=== 阅读材料 ===

数据转换#

转换允许您处理和修改数据集。您可以组合转换来表达计算链。

Note

默认情况下，转换是惰性的。在您通过迭代 Dataset、保存 Dataset、或检查 Dataset 属性来触发数据消耗之前，它们不会被执行。

本指南向您展示如何：

变换行
批量转换
Groupby 和变换组
随机排列行
重新分区数据

转换行#

要转换行，请调用 map() 或 flat_map()。

使用 map 转换行#

如果您的转换为每个输入行返回一行，请调用 map()。

import os
from typing import Any, Dict
import ray

def parse_filename(row: Dict[str, Any]) -> Dict[str, Any]:
    row["filename"] = os.path.basename(row["path"])
    return row

ds = (
    ray.data.read_images("s3://anonymous@ray-example-data/image-datasets/simple", include_paths=True)
    .map(parse_filename)
)

Tip

如果您的转换是矢量化的，则需要 map_batches() 获取更好的性能。要了解更多信息，请参阅批量转换。

用 flat map 转换行#

如果您的转换为每个输入行返回多行，请调用 flat_map().

from typing import Any, Dict, List
import ray

def duplicate_row(row: Dict[str, Any]) -> List[Dict[str, Any]]:
    return [row] * 2

print(
    ray.data.range(3)
    .flat_map(duplicate_row)
    .take_all()
)

[{'id': 0}, {'id': 0}, {'id': 1}, {'id': 1}, {'id': 2}, {'id': 2}]

批量转换#

如果您的转换像大多数 NumPy 或 pandas 操作一样进行矢量化，则批量转换的性能比转换行的性能更高。

在任务和 actor 之间进行选择#

Ray Data 使用任务或 actor 进行批量转换。 Actor 只执行一次设置。相反，任务需要每批进行设置。因此，如果您的转换涉及昂贵的设置（例如下载模型权重），请使用 actor。否则，请使用任务。

要了解有关任务和 actor 的更多信息，请阅读 Ray 核心关键概念。

使用任务批量转换#

要使用任务批量转换，调用 map_batches()。 Ray Data 默认使用的是任务。

from typing import Dict
import numpy as np
import ray

def increase_brightness(batch: Dict[str, np.ndarray]) -> Dict[str, np.ndarray]:
    batch["image"] = np.clip(batch["image"] + 4, 0, 255)
    return batch

ds = (
    ray.data.read_images("s3://anonymous@ray-example-data/image-datasets/simple")
    .map_batches(increase_brightness)
)

使用 actor 批量转换#

要使用 actor 批量转换，请完成以下步骤：

实现一个类。 __init__ 进行设置，在 __call__ 转换数据。

===

_练习说明_. 照原文抄录上文数据转换文档中的一段，起于“如果您的转换为每个输入行返回多行，请调用 flat_map().”，止于“ray.data.range(3)”。

=== 提取资料 ===

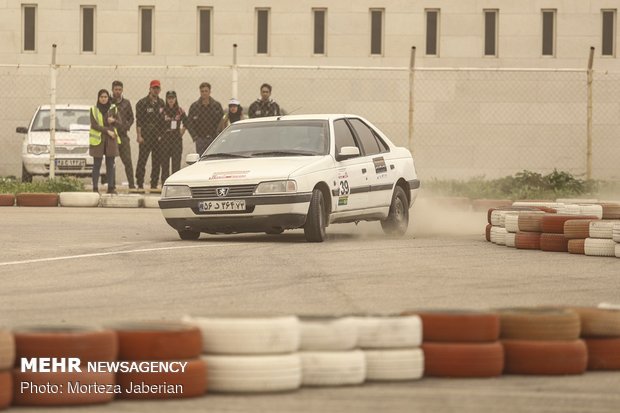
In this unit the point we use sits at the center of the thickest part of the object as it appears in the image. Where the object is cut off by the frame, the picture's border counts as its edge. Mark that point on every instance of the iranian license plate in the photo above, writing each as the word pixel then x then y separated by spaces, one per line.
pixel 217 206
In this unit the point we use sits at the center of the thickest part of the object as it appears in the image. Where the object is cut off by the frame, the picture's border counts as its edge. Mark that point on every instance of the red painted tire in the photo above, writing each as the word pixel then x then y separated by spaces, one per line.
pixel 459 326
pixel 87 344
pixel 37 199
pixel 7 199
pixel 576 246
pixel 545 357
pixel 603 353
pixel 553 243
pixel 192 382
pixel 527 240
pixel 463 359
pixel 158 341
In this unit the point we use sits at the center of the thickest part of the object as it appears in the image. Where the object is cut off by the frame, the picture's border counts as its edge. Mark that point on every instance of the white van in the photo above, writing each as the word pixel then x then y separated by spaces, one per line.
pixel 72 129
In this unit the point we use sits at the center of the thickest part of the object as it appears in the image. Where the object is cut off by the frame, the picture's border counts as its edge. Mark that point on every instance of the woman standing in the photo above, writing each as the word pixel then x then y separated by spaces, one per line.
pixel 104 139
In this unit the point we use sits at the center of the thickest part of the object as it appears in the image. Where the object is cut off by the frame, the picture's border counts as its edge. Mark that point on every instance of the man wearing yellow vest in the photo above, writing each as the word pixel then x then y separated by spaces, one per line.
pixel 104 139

===
=== 提取资料 ===

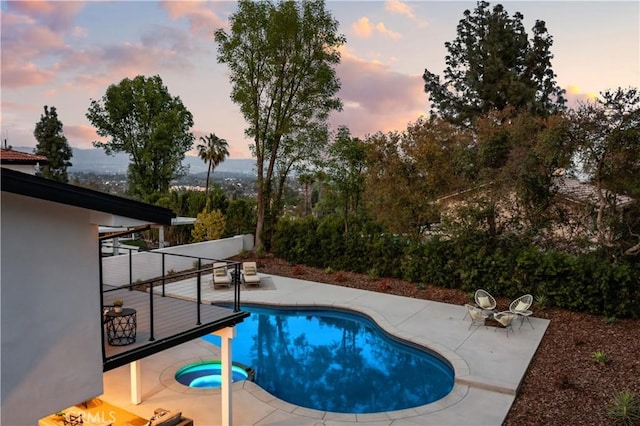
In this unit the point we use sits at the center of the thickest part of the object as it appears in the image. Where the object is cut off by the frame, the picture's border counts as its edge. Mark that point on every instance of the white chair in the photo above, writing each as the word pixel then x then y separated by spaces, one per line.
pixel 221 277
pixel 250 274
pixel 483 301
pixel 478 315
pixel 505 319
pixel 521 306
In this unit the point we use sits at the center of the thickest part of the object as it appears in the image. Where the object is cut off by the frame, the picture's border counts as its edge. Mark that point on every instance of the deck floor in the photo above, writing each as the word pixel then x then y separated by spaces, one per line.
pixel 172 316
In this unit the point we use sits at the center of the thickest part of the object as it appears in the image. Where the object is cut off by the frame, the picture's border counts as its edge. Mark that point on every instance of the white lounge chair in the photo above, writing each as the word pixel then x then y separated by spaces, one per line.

===

_参考答案_.
如果您的转换为每个输入行返回多行，请调用 flat_map().

from typing import Any, Dict, List
import ray

def duplicate_row(row: Dict[str, Any]) -> List[Dict[str, Any]]:
    return [row] * 2

print(
    ray.data.range(3)